• TASK 1: Based on the Rafe review, explain in one to three sentences why Sloan's daughters spend only one weekend a month with their father.
• TASK 2: Write the next part of the Rafe review, picking up after its final sentence.

• EXCERPT TO READ:
————
All Dr. Sloan Copeland needed was someone to watch her kids. What she found was the man of her dreams…
After a nasty divorce and a thousand mile move, Dr. Sloan Copeland and her twin daughters are finally getting the hang of their new life in Los Angeles. When their live-in nanny bails with no warning, Sloan is left scrambling to find a competent caretaker to wrangle her smart, sensitive girls. Nothing less will do.
Enter Rafe Whitcomb. He's all of those things, not to mention good-natured and one heck of a whiz in the kitchen. He's also tall, and handsome, and bearded, and ripped, and tatted, wrist to neck. 
It doesn't take long for the Copelands to invite Rafe into their home. Just as quickly, both Sloan and Rafe find themselves succumbing to a heady mutual attraction, neither of them wants to deny. With every minute they spend under the same roof, this working mom can't help but wonder if Rafe can handle all her needs...
**This stand-alone romance is fluffy. So fluffy. It’s fluff. Low. Angst. Fluff. featuring a large tatted, motorcycle riding ginger man, who bakes a mean bacon quiche and knows exactly how to wrangle clever six year olds while making their mom feel loved, loved, loved.**

Review: Rafe, by Rebekah Weatherspoon

[fa icon="calendar"] Oct 5, 2018 9:00:00 AM / by Suzanne

You know how the last couple of weeks (years, let's be real) have been AWFUL? Well, I have found the cure. It's $4.99 and it's available wherever you buy your eBooks.

What is this magic cure? It's called Rafe, the latest novel from Rebekah Weatherspoon. I cannot overstate the sheer joy this book brought me. It's fluffy and dirty at the same time, and the main characters are both adults the whole time. No silly misunderstandings that last for more than a few pages, and even then it's more like "I was trying to be professional!"

But let's back up a minute. You probably want to know the plot. *guilty face*

Sloan is a Black divorced mother of twins and a brilliant heart surgeon. As in, went to college like 6 years early brilliant. Her ex is also a surgeon, but he's the controlling, narcissistic sort of jerk that you really want out of the picture. Sloan moved far enough away from him that the kids have one weekend a month with him and he flies up to get them. (The ways he treats Sloan (and the kids) make Rafe even more perfect in comparison.) She meets Rafe when her nanny leaves one day without any notice and leaves the girls alone for several hours. (*RAGE*)
————
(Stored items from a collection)
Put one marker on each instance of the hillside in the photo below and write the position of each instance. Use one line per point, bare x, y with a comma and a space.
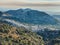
10, 35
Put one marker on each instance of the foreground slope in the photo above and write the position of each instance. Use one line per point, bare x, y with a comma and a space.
10, 35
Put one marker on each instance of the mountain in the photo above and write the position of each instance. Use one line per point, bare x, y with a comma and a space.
31, 16
10, 35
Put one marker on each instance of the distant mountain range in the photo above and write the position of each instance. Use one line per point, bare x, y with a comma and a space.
31, 16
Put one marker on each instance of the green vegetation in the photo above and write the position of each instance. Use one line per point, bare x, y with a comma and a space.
10, 35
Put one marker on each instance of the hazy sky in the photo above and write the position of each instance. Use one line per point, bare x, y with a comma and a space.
50, 6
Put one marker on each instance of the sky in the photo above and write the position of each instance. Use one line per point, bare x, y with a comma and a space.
49, 6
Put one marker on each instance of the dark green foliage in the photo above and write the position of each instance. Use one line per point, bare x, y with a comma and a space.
10, 35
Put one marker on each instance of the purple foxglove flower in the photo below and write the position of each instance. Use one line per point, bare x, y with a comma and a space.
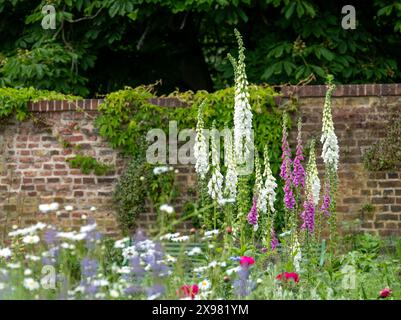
————
• ANSWER 1: Sloan moved far enough away from her ex-husband that the girls have only one weekend a month with him, and he flies up to get them.

• ANSWER 2:
Rafe is a giant White dude who grew up in a blended family. He's great with his younger sisters and has a crew of Brown friends from the neighborhood. When Sloan is considering hiring him, she makes a point of confirming that he's not going to be a racist and you know what? GOOD. I'm tired of books that act as though parents don't want to make sure their kids' childcare providers are instilling the values they want in the children. And who wants to leave two little Black girls with a giant racist White man? In any case, Rafe got into trouble as a teen and is now on the other side of it but understands how the prison pipeline works and how systemic racism impacts communities of color.

Rafe is such a caretaker. Not just because he's the nanny and it's his job, but because he genuinely cares about people. He messes up Avery's hair at one point and there's a scene where he's looking up YouTube videos so he can fix her part. Then later he's keeping the kids out of the pool so he can protect their new styles for their first week of school. He gets recipes from his step-mom so he can cook a bacon quiche for the family. When Sloan comes home late from a stressful surgery, he's there with an orgasm and a meal.

Is Rafe realistic? WHO THE HELL CARES?! Right now, reading M/F romance, particularly if the hero is White, is a real hard sell for me and I think we all need a dude like Rafe to convince us that love is possible or, at least, distract us from the terrible men in power.

The least fluffy part of this book is the drama with the ex. The rest of it? It's like a giant cupcake, if cupcakes were sexy and didn't leave you feeling sick afterward. 

I've struggled with a couple of Weatherspoon's other books for pacing (the FIT series) but this one is just a big hug and I cannot recommend it enough.